#### Parts of the exercise
1 > Name every kind of bird the birding article below mentions.
2 > According to the birding article below, why do citizen-backed programs matter for birds and other wildlife?
3 > Carry on the birding article below, picking up right after its last sentence about the Great Backyard Bird Count.

#### Excerpt to read
Excitement is building as we make our way through the month of February here in the wonderful world of birding. As we progress through the winter months here in the Ottawa area, sightings of our winter finches and colourful cardinals are everywhere.

As we continue to move toward the spring, our anticipation and focus moved towards the songbirds that will soon fill our mornings and our feeders as warmer weather arrives.

As we await the spring season, winter is a time for some of the most important citizen-backed programs in the birding world. While there are many researchers and biologists out there that do wonderful work for our birds and other wildlife, without the help of millions of global citizens, their jobs would be much more difficult.

 

With the Christmas Bird Counts behind us, February marks the Great Backyard Bird Count each and every year. Originally launched by the great folks at the Cornell Lab of Ornithology back in 1998, it was the first online project to collect data on wild birds and display that data in real time.

cardinal-in-winter

Running for four days beginning on February 16, 2018, last year’s count included over 29 million individual birds being counted around the world. Taking part in the count is easy and does a world of service to our feathered friends and the natural world around us. If you are thinking of taking part, here are the rules:

Time

The first rule of the Backyard Bird Count has to do with the time commitment. No eight-hour workdays here, the only stipulation is that all participants must participate for at least 15 minutes on one of the four days of the count.

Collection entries
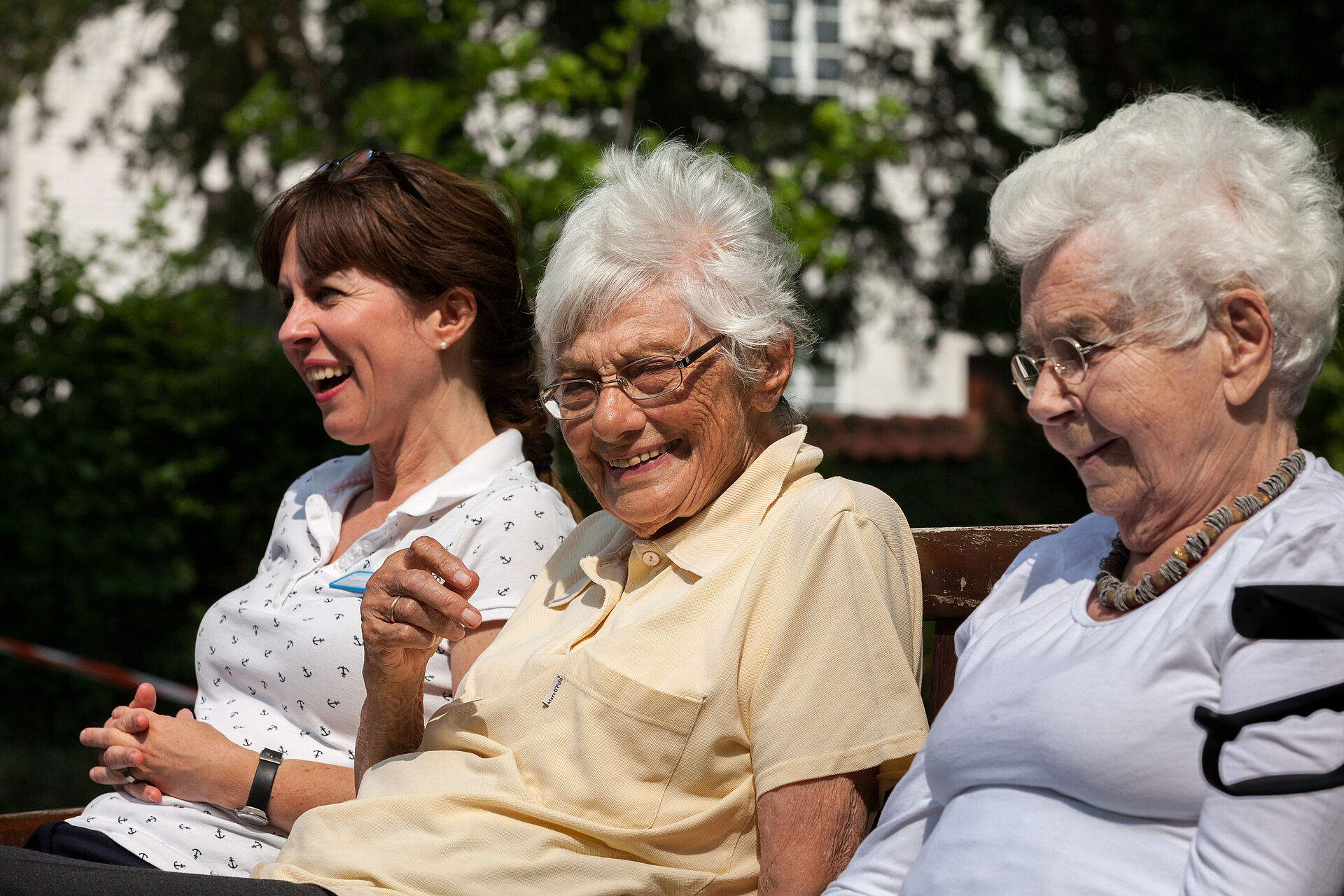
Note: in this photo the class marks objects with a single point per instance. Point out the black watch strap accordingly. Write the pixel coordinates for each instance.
(265, 778)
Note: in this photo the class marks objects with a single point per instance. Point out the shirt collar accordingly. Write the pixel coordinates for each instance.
(470, 476)
(705, 540)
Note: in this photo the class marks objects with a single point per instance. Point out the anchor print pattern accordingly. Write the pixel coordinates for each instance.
(280, 672)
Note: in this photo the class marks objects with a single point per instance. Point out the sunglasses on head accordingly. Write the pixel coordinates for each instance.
(347, 167)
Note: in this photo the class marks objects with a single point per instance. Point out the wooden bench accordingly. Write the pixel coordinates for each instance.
(958, 567)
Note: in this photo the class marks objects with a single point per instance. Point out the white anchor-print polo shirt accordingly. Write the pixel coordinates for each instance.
(279, 662)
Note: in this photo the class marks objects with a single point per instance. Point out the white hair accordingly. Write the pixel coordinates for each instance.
(1193, 197)
(679, 220)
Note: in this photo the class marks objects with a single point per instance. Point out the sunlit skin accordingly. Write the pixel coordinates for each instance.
(1160, 437)
(401, 384)
(711, 429)
(417, 409)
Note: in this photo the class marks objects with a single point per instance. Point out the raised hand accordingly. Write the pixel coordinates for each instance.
(406, 612)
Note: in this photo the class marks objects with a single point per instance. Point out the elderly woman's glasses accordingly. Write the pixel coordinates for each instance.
(347, 167)
(644, 379)
(1068, 356)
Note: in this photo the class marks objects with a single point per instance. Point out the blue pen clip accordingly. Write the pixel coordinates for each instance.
(353, 582)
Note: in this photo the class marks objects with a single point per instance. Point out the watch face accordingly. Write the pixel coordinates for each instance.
(253, 817)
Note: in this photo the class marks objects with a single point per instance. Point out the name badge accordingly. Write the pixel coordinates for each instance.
(353, 582)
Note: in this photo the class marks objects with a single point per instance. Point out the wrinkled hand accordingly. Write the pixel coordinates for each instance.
(425, 612)
(166, 755)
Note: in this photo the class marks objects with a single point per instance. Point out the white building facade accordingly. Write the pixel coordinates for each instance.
(879, 371)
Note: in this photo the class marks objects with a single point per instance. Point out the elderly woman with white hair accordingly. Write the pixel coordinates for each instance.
(707, 682)
(710, 679)
(1180, 269)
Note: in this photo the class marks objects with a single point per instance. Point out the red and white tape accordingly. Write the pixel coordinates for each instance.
(96, 669)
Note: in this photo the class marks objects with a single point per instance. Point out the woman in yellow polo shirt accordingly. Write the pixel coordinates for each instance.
(708, 682)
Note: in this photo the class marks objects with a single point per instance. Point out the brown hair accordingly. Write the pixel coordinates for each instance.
(454, 234)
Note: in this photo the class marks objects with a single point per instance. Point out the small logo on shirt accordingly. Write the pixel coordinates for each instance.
(555, 687)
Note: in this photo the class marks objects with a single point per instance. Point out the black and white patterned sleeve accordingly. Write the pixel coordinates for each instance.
(507, 542)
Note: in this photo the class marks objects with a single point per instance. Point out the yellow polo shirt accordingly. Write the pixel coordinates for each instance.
(617, 734)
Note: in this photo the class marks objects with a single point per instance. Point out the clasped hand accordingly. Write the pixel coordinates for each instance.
(151, 755)
(416, 599)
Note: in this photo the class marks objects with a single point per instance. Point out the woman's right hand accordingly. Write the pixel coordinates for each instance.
(406, 612)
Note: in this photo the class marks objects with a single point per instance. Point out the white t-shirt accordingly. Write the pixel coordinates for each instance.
(1068, 761)
(279, 662)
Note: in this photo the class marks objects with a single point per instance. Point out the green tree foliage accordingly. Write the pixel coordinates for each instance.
(1282, 58)
(144, 445)
(528, 93)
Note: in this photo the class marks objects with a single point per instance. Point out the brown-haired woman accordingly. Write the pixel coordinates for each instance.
(407, 320)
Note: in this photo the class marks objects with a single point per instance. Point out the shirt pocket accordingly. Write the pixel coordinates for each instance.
(605, 746)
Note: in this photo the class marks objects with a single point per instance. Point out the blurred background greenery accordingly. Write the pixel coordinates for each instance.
(147, 437)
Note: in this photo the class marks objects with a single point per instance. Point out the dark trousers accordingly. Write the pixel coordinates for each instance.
(26, 872)
(73, 841)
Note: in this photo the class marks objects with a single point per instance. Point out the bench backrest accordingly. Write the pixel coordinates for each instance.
(958, 567)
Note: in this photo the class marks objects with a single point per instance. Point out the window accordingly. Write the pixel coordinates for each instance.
(806, 55)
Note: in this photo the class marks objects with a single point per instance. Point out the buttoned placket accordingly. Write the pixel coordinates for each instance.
(643, 562)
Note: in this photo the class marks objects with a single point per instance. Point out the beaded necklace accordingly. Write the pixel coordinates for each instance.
(1117, 596)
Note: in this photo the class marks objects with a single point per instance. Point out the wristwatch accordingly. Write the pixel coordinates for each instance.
(254, 813)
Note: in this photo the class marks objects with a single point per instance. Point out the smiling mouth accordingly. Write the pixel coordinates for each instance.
(635, 460)
(1088, 456)
(327, 378)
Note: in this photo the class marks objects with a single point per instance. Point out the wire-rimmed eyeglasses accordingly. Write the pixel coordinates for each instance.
(347, 167)
(643, 379)
(1068, 356)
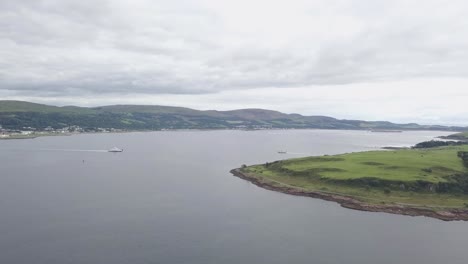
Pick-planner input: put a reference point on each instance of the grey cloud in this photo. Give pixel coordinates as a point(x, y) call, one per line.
point(190, 47)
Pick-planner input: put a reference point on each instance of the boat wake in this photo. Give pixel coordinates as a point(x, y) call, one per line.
point(77, 150)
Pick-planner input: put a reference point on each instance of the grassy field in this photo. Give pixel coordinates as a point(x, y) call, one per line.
point(410, 176)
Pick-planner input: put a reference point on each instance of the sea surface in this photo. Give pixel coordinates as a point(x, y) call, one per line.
point(169, 198)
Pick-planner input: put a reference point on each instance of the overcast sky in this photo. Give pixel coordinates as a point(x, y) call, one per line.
point(397, 60)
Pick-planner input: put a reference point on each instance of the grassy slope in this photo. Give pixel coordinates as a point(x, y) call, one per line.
point(331, 174)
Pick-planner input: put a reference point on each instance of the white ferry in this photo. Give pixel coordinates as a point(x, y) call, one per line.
point(115, 149)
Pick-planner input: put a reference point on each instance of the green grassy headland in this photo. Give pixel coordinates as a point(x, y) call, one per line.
point(434, 177)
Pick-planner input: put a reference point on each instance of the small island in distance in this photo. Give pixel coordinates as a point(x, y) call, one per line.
point(429, 179)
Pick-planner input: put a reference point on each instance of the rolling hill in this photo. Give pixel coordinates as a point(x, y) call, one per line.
point(19, 114)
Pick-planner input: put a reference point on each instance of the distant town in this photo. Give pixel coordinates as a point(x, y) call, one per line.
point(32, 132)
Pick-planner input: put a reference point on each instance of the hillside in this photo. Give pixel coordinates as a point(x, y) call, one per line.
point(431, 182)
point(18, 114)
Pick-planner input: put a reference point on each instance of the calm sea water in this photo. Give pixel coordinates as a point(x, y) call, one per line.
point(169, 198)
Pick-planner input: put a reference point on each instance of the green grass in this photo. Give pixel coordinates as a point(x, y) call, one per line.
point(401, 172)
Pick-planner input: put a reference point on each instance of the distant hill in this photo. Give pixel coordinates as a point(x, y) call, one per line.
point(19, 114)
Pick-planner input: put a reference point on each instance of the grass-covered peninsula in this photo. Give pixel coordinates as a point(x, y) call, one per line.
point(431, 182)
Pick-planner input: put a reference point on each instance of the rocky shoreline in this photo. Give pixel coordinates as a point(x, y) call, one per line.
point(351, 203)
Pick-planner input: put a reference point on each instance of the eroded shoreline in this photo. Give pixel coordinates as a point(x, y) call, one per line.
point(351, 203)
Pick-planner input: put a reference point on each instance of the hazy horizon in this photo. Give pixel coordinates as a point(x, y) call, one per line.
point(399, 61)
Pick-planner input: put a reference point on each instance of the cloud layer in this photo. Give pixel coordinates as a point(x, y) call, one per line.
point(52, 50)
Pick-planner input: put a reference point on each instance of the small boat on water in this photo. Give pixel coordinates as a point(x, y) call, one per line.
point(115, 149)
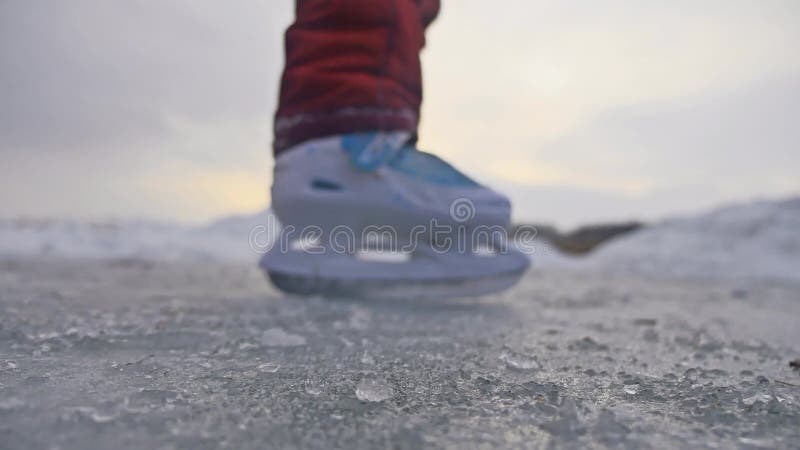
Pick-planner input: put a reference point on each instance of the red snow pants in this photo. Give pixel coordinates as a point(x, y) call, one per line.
point(351, 66)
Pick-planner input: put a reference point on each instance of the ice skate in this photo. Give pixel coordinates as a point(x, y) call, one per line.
point(367, 215)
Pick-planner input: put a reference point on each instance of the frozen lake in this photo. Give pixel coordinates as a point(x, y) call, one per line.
point(132, 354)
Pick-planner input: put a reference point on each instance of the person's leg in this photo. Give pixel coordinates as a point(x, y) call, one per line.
point(352, 66)
point(347, 167)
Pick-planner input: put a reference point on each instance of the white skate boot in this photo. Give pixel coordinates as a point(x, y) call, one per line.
point(365, 215)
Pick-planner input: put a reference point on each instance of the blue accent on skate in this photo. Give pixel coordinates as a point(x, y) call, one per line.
point(429, 168)
point(368, 151)
point(325, 185)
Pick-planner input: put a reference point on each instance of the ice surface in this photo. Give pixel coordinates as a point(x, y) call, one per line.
point(372, 388)
point(99, 354)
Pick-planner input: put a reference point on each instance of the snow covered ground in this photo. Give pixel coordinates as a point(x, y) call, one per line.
point(141, 335)
point(759, 240)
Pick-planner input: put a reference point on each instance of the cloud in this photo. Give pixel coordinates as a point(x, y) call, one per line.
point(93, 74)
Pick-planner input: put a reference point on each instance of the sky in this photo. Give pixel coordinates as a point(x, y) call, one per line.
point(580, 111)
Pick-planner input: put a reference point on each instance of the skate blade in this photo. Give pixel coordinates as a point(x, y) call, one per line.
point(393, 289)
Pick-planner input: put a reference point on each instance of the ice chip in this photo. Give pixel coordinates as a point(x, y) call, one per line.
point(373, 389)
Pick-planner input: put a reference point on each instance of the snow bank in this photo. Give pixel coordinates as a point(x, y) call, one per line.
point(224, 240)
point(754, 240)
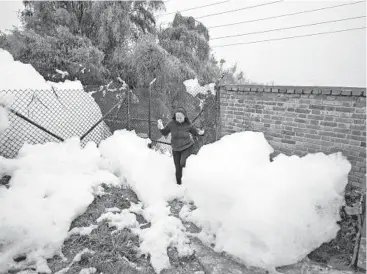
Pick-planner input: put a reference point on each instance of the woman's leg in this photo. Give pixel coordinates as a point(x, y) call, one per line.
point(184, 155)
point(177, 158)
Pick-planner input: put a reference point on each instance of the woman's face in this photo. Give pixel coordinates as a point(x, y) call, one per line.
point(180, 117)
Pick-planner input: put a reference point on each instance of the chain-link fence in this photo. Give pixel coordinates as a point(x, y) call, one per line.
point(144, 106)
point(39, 116)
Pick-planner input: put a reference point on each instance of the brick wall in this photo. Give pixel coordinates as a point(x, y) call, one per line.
point(301, 120)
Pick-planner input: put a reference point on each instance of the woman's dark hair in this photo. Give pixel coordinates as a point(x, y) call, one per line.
point(185, 120)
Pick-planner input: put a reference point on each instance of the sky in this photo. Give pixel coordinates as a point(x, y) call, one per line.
point(337, 59)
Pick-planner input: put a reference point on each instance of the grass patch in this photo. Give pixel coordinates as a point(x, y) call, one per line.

#### Answers to each task
1 > Winter finches, cardinals, and songbirds.

2 > Researchers and biologists do valuable work for birds and other wildlife, but their jobs would be much more difficult without the help of millions of citizens around the world.

3 >
Keep a Journal

This part is also quite important and will also help you in your local birding endeavors. As a participant of the count, you are required to keep track of how long you counter birds for and how far you walked or traveled during your watch.

Separate Your Counts

Multiplying your counts across different days or different hours within one day is a great way to break up the counting process and enjoy more birds. Each count should be separated as such and record your findings for each separate encounter.

While these rough outlines do form somewhat of a rule system, rule number one for this and any other count remains the same; have fun.

The more fun you have, the more birds you count and the more that goes into the research, funding, and protection of our beloved feathered friends.